Count the lines in the items below that contain the string "negative", and give only that number.

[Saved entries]
################
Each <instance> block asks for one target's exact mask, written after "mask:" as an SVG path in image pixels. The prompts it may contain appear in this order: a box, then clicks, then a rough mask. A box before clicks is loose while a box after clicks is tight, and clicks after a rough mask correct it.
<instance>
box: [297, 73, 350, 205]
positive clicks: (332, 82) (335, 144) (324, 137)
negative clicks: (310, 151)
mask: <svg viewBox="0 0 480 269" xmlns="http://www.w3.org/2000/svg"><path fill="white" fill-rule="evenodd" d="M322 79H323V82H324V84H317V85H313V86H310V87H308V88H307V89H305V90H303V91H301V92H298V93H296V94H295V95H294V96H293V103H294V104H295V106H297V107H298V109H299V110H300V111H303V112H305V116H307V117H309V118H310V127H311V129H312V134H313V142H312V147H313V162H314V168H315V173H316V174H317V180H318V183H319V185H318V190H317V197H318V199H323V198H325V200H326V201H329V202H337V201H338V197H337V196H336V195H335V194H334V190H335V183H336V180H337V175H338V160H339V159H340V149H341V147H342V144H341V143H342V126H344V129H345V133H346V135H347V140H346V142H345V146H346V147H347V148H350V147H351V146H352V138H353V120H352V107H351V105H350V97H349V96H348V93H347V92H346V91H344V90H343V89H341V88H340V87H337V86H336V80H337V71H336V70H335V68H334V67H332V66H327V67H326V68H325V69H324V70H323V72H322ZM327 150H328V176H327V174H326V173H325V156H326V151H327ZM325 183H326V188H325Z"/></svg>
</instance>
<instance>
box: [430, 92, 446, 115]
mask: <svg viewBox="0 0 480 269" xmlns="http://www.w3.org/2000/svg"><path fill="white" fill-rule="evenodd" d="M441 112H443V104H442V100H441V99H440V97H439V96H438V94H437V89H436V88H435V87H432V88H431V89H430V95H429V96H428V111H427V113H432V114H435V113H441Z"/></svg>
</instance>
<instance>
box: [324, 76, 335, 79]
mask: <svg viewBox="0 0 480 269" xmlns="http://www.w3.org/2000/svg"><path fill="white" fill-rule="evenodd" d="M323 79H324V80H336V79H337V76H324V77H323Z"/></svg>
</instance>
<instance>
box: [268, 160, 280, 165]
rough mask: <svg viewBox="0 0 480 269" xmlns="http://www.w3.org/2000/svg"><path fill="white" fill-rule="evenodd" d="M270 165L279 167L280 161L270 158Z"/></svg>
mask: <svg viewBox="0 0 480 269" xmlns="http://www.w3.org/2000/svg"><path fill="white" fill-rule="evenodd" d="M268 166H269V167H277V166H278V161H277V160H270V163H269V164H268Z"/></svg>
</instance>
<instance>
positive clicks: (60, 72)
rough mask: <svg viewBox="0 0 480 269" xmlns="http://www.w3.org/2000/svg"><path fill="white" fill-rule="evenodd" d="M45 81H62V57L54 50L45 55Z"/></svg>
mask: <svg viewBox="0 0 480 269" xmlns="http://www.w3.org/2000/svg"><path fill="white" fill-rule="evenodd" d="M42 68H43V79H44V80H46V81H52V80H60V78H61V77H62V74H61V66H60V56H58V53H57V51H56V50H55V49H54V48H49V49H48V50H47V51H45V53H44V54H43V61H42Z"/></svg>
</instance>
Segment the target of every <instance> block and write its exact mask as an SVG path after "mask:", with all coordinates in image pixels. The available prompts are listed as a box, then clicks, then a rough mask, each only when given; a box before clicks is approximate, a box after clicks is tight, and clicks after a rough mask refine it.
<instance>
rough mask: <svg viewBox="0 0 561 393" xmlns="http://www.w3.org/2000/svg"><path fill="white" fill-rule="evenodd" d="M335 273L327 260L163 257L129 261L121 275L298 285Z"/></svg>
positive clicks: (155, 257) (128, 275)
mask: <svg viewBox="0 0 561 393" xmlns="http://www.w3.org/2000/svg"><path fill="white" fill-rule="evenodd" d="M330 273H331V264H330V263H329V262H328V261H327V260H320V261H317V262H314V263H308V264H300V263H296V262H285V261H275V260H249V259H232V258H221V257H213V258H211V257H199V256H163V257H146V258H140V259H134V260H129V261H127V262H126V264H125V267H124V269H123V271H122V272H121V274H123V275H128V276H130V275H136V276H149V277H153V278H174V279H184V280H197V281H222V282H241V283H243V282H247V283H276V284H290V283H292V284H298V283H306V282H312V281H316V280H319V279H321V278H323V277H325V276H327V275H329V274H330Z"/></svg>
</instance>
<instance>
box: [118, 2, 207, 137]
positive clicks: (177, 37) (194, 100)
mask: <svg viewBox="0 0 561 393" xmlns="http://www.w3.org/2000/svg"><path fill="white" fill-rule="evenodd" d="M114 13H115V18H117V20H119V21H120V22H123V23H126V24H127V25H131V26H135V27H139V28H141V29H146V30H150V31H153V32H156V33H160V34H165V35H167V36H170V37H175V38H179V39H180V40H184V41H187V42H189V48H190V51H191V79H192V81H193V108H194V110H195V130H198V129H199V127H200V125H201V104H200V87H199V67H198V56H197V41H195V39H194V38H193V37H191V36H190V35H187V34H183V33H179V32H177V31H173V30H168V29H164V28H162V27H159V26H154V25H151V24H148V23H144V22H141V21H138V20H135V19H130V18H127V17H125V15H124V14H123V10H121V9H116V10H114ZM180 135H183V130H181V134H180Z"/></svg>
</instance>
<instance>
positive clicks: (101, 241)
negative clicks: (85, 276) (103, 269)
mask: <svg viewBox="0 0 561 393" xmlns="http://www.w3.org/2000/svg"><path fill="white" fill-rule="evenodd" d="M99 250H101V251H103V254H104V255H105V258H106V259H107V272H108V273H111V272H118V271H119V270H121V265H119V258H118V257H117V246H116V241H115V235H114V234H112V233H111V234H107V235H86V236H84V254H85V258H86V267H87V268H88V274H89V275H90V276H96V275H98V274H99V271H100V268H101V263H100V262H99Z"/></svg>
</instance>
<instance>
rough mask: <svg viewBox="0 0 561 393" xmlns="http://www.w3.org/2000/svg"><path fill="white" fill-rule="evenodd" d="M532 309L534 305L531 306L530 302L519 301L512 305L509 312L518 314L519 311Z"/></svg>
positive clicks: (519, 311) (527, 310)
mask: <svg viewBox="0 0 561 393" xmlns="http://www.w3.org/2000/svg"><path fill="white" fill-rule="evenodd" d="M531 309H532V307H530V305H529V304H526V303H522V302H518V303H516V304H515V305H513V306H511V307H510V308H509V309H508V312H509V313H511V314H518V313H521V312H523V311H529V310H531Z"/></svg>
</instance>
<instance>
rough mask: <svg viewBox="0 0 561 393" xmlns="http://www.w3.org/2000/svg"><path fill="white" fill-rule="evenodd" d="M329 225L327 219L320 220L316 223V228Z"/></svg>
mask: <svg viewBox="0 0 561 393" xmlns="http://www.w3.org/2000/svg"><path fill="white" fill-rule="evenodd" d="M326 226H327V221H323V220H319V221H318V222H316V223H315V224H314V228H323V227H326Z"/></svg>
################
Written solution:
2